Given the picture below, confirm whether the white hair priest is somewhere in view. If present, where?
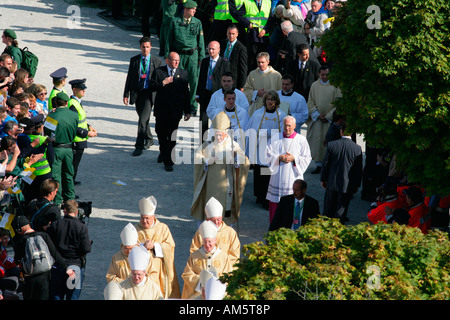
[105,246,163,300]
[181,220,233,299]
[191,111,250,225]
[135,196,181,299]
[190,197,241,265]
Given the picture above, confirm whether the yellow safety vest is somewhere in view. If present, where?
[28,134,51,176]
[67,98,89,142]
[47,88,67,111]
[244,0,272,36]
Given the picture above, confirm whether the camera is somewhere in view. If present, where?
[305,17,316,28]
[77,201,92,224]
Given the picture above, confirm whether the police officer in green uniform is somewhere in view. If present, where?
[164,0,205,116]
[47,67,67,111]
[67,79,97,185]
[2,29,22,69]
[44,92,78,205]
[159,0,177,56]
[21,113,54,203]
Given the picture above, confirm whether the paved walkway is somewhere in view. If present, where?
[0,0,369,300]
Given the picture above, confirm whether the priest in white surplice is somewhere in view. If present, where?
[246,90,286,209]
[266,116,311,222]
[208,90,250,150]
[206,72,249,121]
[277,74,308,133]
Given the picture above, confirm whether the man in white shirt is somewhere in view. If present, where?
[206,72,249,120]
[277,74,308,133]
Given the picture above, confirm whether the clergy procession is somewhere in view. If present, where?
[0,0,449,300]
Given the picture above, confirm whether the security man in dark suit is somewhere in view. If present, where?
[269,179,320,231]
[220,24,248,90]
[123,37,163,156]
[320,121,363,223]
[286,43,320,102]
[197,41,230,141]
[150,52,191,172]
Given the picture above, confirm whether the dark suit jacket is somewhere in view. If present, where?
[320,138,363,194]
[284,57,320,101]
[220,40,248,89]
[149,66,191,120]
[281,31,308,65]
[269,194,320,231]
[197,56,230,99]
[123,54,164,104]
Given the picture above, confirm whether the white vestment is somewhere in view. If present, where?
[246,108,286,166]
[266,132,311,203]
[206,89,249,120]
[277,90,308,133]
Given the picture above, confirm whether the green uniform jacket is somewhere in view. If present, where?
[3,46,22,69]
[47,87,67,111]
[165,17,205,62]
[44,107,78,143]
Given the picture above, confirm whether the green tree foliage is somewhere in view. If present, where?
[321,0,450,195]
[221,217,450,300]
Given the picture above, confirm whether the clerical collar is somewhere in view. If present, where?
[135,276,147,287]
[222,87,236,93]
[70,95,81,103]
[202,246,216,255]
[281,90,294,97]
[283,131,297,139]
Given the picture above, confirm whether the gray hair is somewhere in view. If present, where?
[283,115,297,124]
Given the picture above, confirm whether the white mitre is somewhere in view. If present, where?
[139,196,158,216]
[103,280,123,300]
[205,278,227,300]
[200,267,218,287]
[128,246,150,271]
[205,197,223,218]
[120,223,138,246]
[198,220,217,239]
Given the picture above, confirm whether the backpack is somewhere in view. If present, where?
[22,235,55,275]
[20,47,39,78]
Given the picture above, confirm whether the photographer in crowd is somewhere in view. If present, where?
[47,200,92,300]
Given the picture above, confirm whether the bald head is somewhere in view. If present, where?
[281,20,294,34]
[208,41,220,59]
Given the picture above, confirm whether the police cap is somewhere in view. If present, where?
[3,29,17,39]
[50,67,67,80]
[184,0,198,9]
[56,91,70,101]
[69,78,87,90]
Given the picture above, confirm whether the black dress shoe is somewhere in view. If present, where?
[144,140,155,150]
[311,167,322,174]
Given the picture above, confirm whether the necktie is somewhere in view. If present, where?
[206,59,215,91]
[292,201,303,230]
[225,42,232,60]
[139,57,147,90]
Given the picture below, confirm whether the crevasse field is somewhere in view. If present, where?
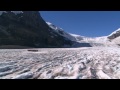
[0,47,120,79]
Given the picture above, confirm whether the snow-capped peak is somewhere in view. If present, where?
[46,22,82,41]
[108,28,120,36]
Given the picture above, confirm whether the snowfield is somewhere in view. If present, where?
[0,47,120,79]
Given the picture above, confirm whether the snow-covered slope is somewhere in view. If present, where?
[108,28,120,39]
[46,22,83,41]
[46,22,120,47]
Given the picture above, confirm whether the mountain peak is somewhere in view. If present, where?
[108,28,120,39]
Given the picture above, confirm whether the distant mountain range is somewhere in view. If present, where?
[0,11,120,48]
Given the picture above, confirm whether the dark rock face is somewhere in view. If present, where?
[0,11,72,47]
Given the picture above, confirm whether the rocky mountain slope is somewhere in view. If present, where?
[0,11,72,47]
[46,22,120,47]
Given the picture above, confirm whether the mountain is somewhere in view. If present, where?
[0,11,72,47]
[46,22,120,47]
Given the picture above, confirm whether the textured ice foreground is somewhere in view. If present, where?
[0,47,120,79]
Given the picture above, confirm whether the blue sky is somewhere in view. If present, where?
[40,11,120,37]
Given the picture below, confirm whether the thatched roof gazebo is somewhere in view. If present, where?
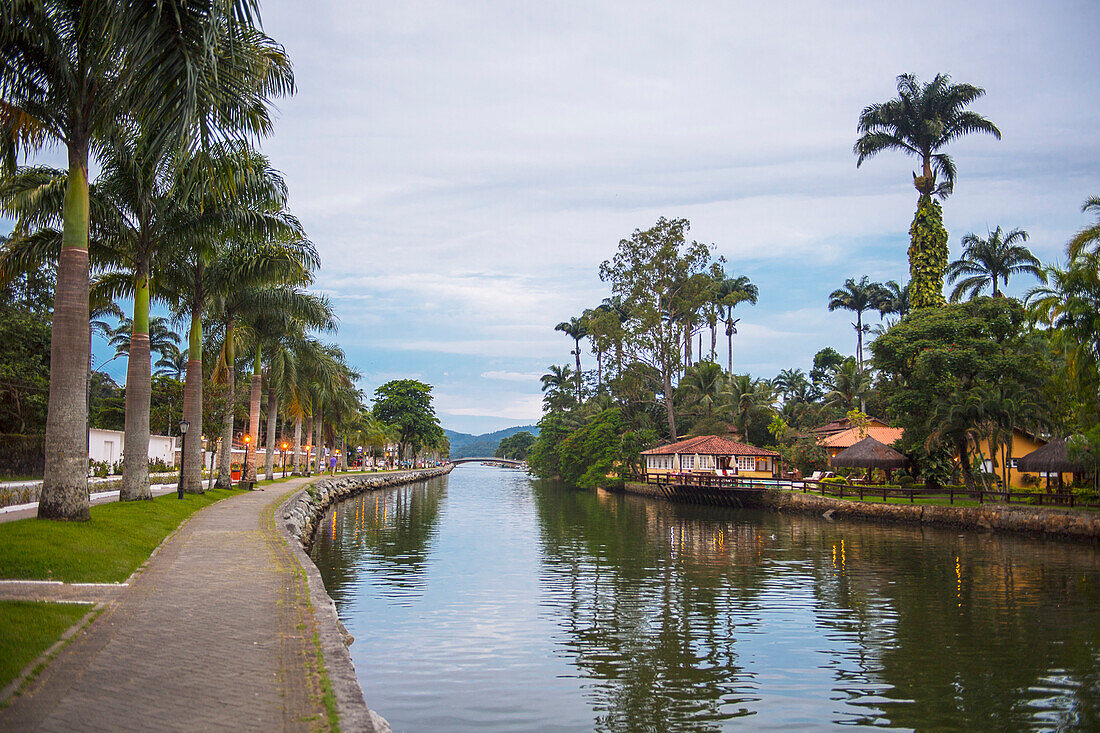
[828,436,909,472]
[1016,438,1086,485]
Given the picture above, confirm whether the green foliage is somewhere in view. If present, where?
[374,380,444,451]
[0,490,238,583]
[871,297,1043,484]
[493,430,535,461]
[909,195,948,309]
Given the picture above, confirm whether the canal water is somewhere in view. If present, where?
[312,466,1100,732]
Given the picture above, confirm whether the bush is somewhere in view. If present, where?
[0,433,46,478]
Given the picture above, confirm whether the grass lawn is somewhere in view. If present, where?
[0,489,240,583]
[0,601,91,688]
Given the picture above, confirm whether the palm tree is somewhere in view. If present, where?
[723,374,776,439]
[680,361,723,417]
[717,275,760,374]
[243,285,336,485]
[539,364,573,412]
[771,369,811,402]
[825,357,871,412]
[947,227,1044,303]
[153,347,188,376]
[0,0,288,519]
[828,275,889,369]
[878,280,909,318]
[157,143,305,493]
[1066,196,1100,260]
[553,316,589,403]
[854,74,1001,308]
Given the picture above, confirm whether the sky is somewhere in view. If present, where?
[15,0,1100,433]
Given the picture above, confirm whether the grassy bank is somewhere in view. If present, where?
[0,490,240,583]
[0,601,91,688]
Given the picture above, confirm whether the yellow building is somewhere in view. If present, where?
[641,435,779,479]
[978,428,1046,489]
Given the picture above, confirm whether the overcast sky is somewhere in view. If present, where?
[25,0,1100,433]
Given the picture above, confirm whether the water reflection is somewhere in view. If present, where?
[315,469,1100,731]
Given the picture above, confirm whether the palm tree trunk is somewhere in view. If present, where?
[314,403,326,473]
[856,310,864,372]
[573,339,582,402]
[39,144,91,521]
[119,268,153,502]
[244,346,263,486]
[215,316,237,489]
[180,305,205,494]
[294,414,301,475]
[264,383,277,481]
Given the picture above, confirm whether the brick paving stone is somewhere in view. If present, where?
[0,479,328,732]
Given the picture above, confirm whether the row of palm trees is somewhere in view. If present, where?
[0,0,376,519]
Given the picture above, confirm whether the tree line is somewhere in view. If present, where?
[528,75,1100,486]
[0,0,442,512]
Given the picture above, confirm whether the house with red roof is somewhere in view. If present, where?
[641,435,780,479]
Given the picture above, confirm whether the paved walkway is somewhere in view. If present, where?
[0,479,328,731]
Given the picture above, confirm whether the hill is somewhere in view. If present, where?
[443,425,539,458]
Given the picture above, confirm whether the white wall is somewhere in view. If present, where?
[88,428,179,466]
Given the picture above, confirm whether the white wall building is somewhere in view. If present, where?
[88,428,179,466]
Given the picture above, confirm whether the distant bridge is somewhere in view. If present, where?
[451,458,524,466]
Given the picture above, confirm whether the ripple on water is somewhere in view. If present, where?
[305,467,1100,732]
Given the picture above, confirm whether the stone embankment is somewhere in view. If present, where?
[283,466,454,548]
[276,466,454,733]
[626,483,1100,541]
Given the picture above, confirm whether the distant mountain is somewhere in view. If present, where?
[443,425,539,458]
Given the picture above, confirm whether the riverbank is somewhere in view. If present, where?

▸ **Stated task**: Please rewrite all of the data above, replacing every "confirm whether" with "check if" and changing nothing else, and leave the pictures out.

▸ **Output for this task**:
Given the picture below, check if the white hair priest is somewhere in view. If present, where?
[105,246,163,300]
[181,220,233,299]
[191,111,250,225]
[135,196,181,299]
[190,197,241,265]
Given the picture above, check if the yellow safety vest is somewhere in view. If present, where?
[28,134,51,176]
[67,98,89,142]
[47,88,67,111]
[244,0,272,36]
Given the picture above, check if the camera is somewhere in view. If present, where?
[305,17,316,28]
[77,201,92,224]
Given the picture above, check if the police officer in green uniform is somewhere in view. If present, where?
[164,0,205,116]
[47,67,67,111]
[67,79,97,185]
[2,29,22,69]
[44,92,78,205]
[159,0,177,56]
[21,113,54,203]
Given the picture above, check if the paved walkway is somewhere in view. If present, where?
[0,0,369,300]
Given the picture above, check if the priest in white surplice is somewhere in view. If present, where?
[246,90,286,209]
[266,116,311,222]
[208,90,250,150]
[206,72,249,121]
[277,74,308,133]
Given the picture above, check if the man in white shirt is somewhere in view. If present, where?
[206,72,249,120]
[277,74,308,133]
Given the picture above, check if the clergy procession is somewhere in view. If present, where?
[0,0,449,300]
Given the picture above, check if the security man in dark suit is somewhere in view. If present, where?
[269,179,320,231]
[220,24,248,90]
[123,37,163,156]
[320,121,363,223]
[286,43,320,102]
[197,41,230,141]
[150,52,191,172]
Given the picture above, check if the dark suit jacket is somewhere in view. If present, where?
[320,138,363,194]
[284,57,320,101]
[220,40,248,89]
[149,66,191,120]
[281,31,308,65]
[269,194,320,231]
[197,56,230,99]
[123,54,164,104]
Given the picture above, check if the white vestment is somewhere in view. If present, where?
[246,108,286,166]
[266,132,311,203]
[206,89,249,120]
[277,90,308,133]
Given the picture above, check if the green uniform jacket is somewhere in view. If present, where?
[3,46,22,69]
[47,87,67,111]
[165,17,205,62]
[44,107,78,143]
Given the picture above, check if the green tree foliage is somewhere in view. If present, where?
[321,0,450,195]
[221,217,450,300]
Given the picture above, check if the clerical collar is somewhere in view. If present, where?
[135,276,147,287]
[222,87,236,93]
[70,95,81,103]
[202,246,216,255]
[281,90,294,97]
[283,131,297,139]
Given the picture above, check if the gray hair is somewhere in view. If present, where?
[283,115,297,124]
Given the picture above, check if the white mitre is somewhere in view. If present, where?
[139,196,158,216]
[103,280,123,300]
[205,278,227,300]
[200,267,218,287]
[128,246,150,271]
[205,197,223,218]
[120,223,138,246]
[198,220,217,239]
Given the picture above, check if the backpack is somewhere in view. If present, where?
[22,235,55,275]
[20,47,39,78]
Given the picture above, check if the photographer in crowd is somewhere in view. If present, where?
[47,200,92,300]
Given the picture above, check if the bald head is somewhere in view. If present, where?
[281,20,294,34]
[208,41,220,59]
Given the picture above, check if the police cap is somewhere in view. If present, where?
[3,29,17,39]
[50,67,67,80]
[184,0,198,9]
[56,91,70,101]
[69,78,87,90]
Given the picture above, check if the black dress shoe is somewhere in view. If present, where?
[144,140,155,150]
[311,167,322,174]
Given the picture above, check if the necktie is somewhere in view. If present, where?
[206,59,215,91]
[292,201,303,230]
[225,42,232,60]
[139,57,147,90]
Given the picture below, check if the crevasse field is somewhere in view. If present, where?
[0,47,120,79]
Given the picture above, check if the snow-capped peak is somewhere in view. If present, where?
[46,22,82,41]
[108,28,120,36]
Given the picture above, check if the snowfield is somewhere in view. If present, where?
[0,47,120,79]
Given the picture above, check if the snow-covered slope is somewhere in view. If present, where?
[108,28,120,39]
[46,22,83,41]
[46,22,120,47]
Given the picture above, check if the mountain peak is somewhere in view. If present, where?
[108,28,120,39]
Given the picture above, check if the distant mountain range is somewhere in view. If present, where?
[0,11,120,48]
Given the picture above, check if the dark rock face is somewhere in view. If present, where?
[0,11,72,47]
Given the picture above, check if the rocky mountain slope is somewhere in view. If present, where?
[0,11,72,47]
[46,22,120,47]
Given the picture above, check if the mountain is somewhere in view. If present, where?
[0,11,72,47]
[46,22,120,47]
Given the picture above, check if the textured ice foreground is somewhere in view. If present, where?
[0,47,120,79]
Given the picture above, check if the blue sky is somewhere in view. If present, where?
[40,11,120,37]
Given the picture below, check if the thatched roof gazebo is somewhere in view. If present, where?
[828,436,909,472]
[1016,438,1086,485]
Given the picture above, check if the green foliage is somewhere in view. If present, where?
[374,380,444,451]
[0,490,238,583]
[871,297,1043,484]
[493,430,535,461]
[909,195,948,309]
Given the picture above, check if the canal water is somewhere in view. If present, where?
[312,466,1100,732]
Given the picture above, check if the bush is somewhere in view. If present, where?
[0,433,46,478]
Given the picture above, check if the grass lawn is somewhere in view. If present, where?
[0,489,240,583]
[0,601,91,688]
Given the picture above, check if the palm tree is somewhere in view. If present, where?
[723,374,776,439]
[680,361,723,417]
[717,275,760,374]
[243,285,336,485]
[539,364,573,412]
[771,369,811,402]
[825,357,871,412]
[947,227,1044,303]
[153,347,188,376]
[0,0,288,519]
[828,275,889,369]
[878,280,909,318]
[157,143,305,493]
[1066,196,1100,260]
[553,316,589,403]
[854,74,1001,308]
Given the picture above, check if the sky is somewhere in view. If present, where?
[15,0,1100,433]
Given the picture above, check if the grassy bank is somewhere in view. If present, where?
[0,490,240,583]
[0,601,91,688]
Given the picture above, check if the yellow building is somewhere in view. If present, where?
[641,435,779,479]
[978,428,1046,489]
Given the picture above, check if the overcast sky is somewhere in view. If present, where?
[25,0,1100,433]
Given the picture above, check if the water reflection is somewhere in view. If present, where?
[315,469,1100,731]
Given the picture above, check if the palm tree trunk is somewhere in view. If present, where?
[314,403,326,473]
[856,310,864,372]
[573,339,582,402]
[39,144,91,521]
[119,268,153,502]
[244,346,263,486]
[215,316,237,489]
[180,305,205,494]
[294,414,301,475]
[264,383,277,481]
Given the picture above, check if the brick paving stone is somewhere in view. If present, where?
[0,479,328,732]
Given the picture above, check if the row of palm trees is somewhere in view. If present, where?
[0,0,376,519]
Given the picture above, check if the tree line is somewhere in view. If present, where?
[528,75,1100,486]
[0,0,442,512]
Given the picture above, check if the house with red roof is somewhere in view. If present, where?
[641,435,780,479]
Given the picture above, check if the paved walkway is somewhere in view. If present, where?
[0,479,328,731]
Given the picture above, check if the hill is somewhere in view. If present, where?
[443,425,539,458]
Given the picture above, check if the white wall is somewhere in view. If present, where?
[88,428,179,466]
Given the picture above, check if the white wall building is somewhere in view. If present, where?
[88,428,179,466]
Given the picture above, check if the distant bridge is somewhere in view. If present, where?
[451,458,524,466]
Given the picture above, check if the ripple on water is somewhere in view. If present, where?
[305,467,1100,732]
Given the picture above, check if the stone embankment is somewhere in view. If present, where?
[283,466,454,548]
[276,466,454,733]
[626,483,1100,541]
Given the picture above, check if the distant mountain is somewhere in view. If present, where?
[443,425,539,458]
Given the picture above, check if the riverbank is somewhere in view. If present, where?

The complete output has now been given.